[Extracted records]
────────────────

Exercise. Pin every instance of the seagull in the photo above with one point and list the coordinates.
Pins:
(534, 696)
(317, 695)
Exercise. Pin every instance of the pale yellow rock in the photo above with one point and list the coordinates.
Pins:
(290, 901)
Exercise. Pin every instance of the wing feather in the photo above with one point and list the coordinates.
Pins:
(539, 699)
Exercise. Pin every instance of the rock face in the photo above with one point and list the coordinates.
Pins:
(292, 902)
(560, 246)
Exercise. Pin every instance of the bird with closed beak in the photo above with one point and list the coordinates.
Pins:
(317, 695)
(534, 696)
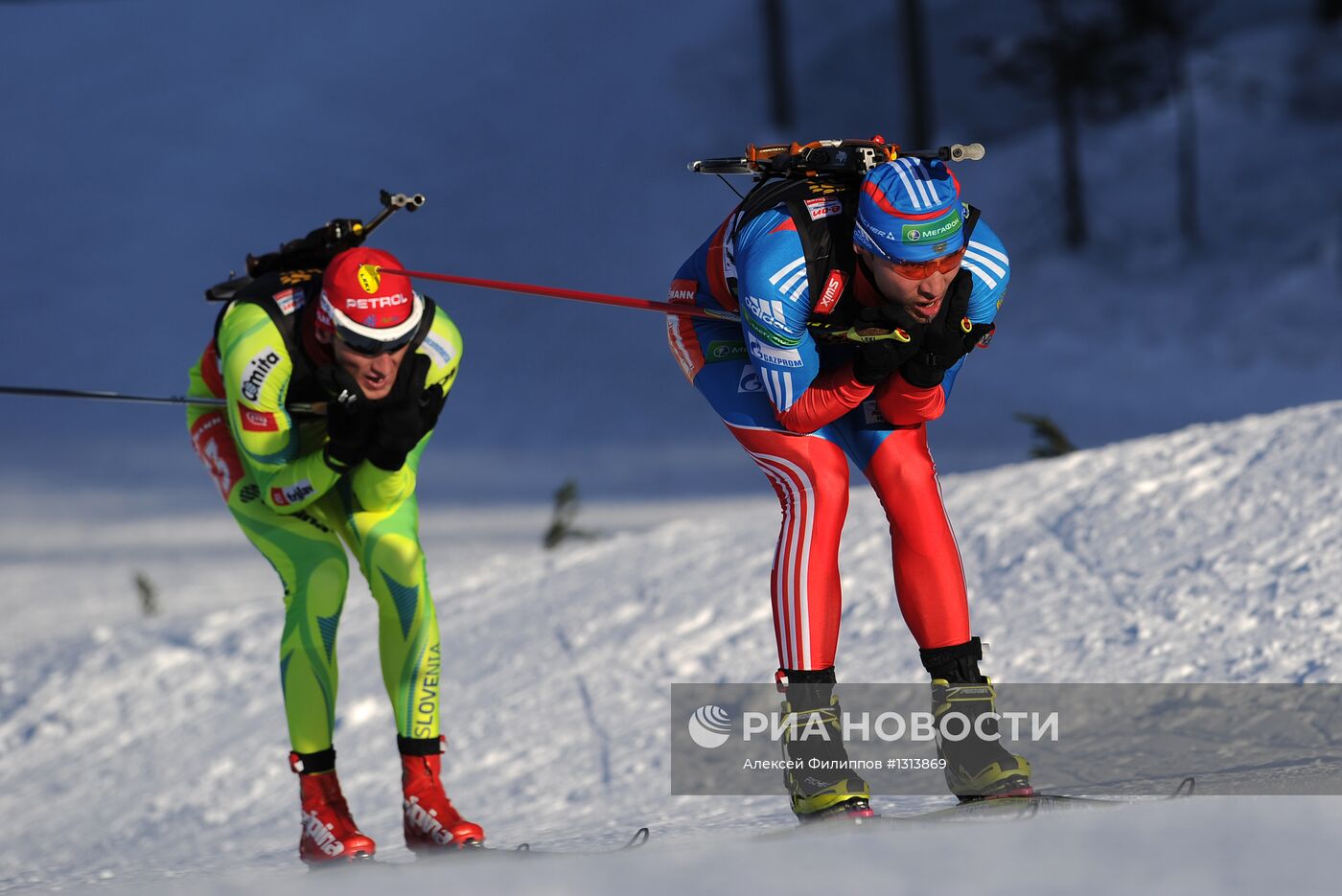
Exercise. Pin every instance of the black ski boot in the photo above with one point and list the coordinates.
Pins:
(976, 768)
(814, 735)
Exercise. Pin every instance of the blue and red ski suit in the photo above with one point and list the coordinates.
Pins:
(796, 408)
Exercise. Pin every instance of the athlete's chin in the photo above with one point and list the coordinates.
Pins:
(925, 312)
(375, 391)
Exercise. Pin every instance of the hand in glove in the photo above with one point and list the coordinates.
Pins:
(349, 419)
(949, 337)
(889, 335)
(405, 415)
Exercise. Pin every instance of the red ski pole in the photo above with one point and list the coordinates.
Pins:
(577, 295)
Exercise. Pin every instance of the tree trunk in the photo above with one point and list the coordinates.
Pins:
(1069, 145)
(1187, 149)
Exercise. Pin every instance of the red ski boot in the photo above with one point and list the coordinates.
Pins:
(431, 822)
(329, 832)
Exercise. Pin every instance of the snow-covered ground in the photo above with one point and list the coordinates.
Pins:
(151, 751)
(164, 141)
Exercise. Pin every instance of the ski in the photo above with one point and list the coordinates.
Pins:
(526, 849)
(985, 809)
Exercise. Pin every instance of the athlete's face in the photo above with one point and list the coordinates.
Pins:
(921, 295)
(375, 373)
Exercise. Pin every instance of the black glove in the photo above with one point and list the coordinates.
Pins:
(403, 416)
(889, 337)
(349, 419)
(949, 337)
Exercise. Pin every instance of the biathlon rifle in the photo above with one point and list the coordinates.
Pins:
(315, 250)
(834, 157)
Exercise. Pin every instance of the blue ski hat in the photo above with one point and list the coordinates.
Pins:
(910, 211)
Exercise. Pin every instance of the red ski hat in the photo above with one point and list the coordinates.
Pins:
(371, 311)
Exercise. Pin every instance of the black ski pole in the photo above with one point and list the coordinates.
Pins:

────────────────

All records should be output exactly, with the pictures left out.

Exercise. Pin every instance of the seagull in the photo above with one point and list the coordinates.
Pins:
(534, 696)
(317, 695)
Exercise. Pin every instance of the pale yellow rock in the photo above with one point and list the coordinates.
Pins:
(290, 901)
Exercise. Pin every instance of the wing feather in the photo above with one point and list the coordinates.
Pins:
(539, 699)
Exercise. Pin every instance of the rock face in the photo above with one point and list the coordinates.
Pins:
(292, 902)
(560, 246)
Exercise. Pin every instance of the bird with closed beak in the photo above with one point and list the coordinates.
Pins:
(317, 695)
(534, 696)
Exercise. Pin every instance of the black ski boot in the photo above with one point and list the coordinates.
Pins:
(976, 768)
(814, 735)
Exercise. Pin every instance of the blue and red ski suit in the photo above with one point and list the coordinates.
Pins:
(796, 408)
Exercise. Pin every instance of the athlete's chin in the photo above with one point and list the coordinates.
Pins:
(925, 312)
(375, 391)
Exercise. Pin every instance of the hand in glove in the photo above with one point and list the coordinates.
Pins:
(349, 419)
(949, 337)
(889, 335)
(405, 415)
Exercise. Pin every instance of the red ski pole in the photo above with one point and list the coordinates.
Pins:
(577, 295)
Exercise. Pin every instance of the tree trunk in the photo above with one point and list the coordinates.
Pins:
(1069, 145)
(1187, 149)
Exercise. Pin every instance of the red ski boot in the photo above with one point and list the coordinates.
Pins:
(431, 822)
(329, 832)
Exercise. Pin every instance of the snow-covered ground in the photo above with one point and list the coordinates.
Pins:
(151, 751)
(164, 141)
Exercise. Pin every instance of the ski in the photo above with one point and list the coordinates.
Pins:
(526, 849)
(985, 809)
Exercise. Pin every instance of the athlete's face in the photo above with one point and list the coordinates.
Pins:
(921, 295)
(375, 373)
Exercise. Pin every instance of the black glove in the photo above with one point and list the coordinates.
Pins:
(403, 416)
(889, 337)
(349, 419)
(949, 337)
Exercise. Pin every instance of the biathlon rifle in the photo above with one point and list the coordinates.
Pins:
(315, 250)
(834, 157)
Exercise. Pin every instance of the blue ski hat in the photo above with one point and list the coordinates.
Pins:
(910, 211)
Exercise. Pin every instance of the red ski hat in the photo above with one point and list the coordinates.
Pins:
(371, 311)
Exercise. Pin every instance of the black ski pole in the photo above with one point and list the coordinates.
Pins:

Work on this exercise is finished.